About striking with the light and the ladies, most women are grabbed at the beginning of and an assualt. Teach them to have the light or pen in there hand and hammber fist it into the back of the attackers hand as hard as they can. Do this lightly to youself and see how it feels. When a human is struck the face and the hands follow the pain, if the strike is good enough the hand will come off and then the hands together and they will look at it. Much like what happens when you burn yourself on the stove. When he looks at his hand, hammber fist the SOB in the face and run as you blow your whistle which is something else you should NEVER leave the house without. 

I too enjoy the conversation.


----------



## kodeboswachter (Jan 19, 2007)

Please don't stop posting your experience, i very much like to read it here and on usn.

greetings

ko


----------



## sween1911 (Jan 19, 2007)

GEORGE! Nice to see you over here. Good info.


----------



## mercop (Jan 19, 2007)

Figured I would see some of the USN faithful over here.


----------



## DocArnie (Jan 19, 2007)

mercop said:


> run as you blow your whistle which is something else you should NEVER leave the house without.



Hi mercop!
Thanks for all your information!
About the whistle: What for exactly, just for scaring the perp (someone might look) or actually for calling help? Have you spoken to someone who did use a whistle in such a situation with success?

• **Data excerpt**
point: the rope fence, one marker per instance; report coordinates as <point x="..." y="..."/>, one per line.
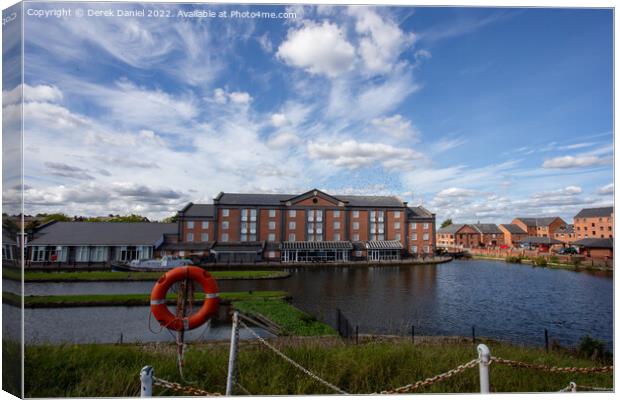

• **Exercise set**
(a) According to the self-defense thread, why should a woman hammer-fist the back of the attacker's hand first, before going for his face? Answer in one to three sentences.
(b) Continue the self-defense thread from its final post.

• **Results of the exercise**
(a) When a person is struck, the face and hands follow the pain. A good enough strike makes the hand come off, the hands come together, and the attacker looks at it, much as someone does after a burn on a stove. While he is looking at his hand, she can hammer-fist him in the face and run.

(b)
----------



## greenLED (Jan 19, 2007)

Good to see you sharing this stuff here, mercop.



mercop said:


> When you flash the light in his eyes, you don't stand there and see how long he is distracted by your super kewl custom night sun flash light, you either move in and dominate or haul ***.



Even a Mall Ninja like myself recognizes that, but that doesn't stop many from thinking (and strongly arguing) that having a light (stashed somewhere, I assume) is (somehow) going to increase your level of safety. 

I think too many vendors play the "blind your oponent" jingle and that can give people a false sense of security. Yes, lights have their place, but simply having a light (even if it has a bad-A impact bezel) and not knowing how to use it (by constant training and mental disposition) is almost like not having anything at all. Actually, I know from an acquaintance's experience that having a light can actually work against a person if they don't know how to deal with a tight situation.

Hopefully your posts will continue to enlighten (pun intended) and clarify some misconceptions.


----------



## blahblahblah (Jan 19, 2007)

mercop said:


> You can check out http://www.strategosinternational.com/ that is where Ken Good of Surefire fame is now. Some good stuff from them and Surefire. IMHO the only thing that makes anything tactical is that you use it to your advantage. Humans need light to see, so if you can control it to any extent you can change your enviroment and that is awesome.



Ken is also on CPF. Here's one of his more recent threads:
http://candlepowerforums.com/vb/showthread.php?t=149024&highlight=helios
FWIW, he provides GREAT service and support to his products.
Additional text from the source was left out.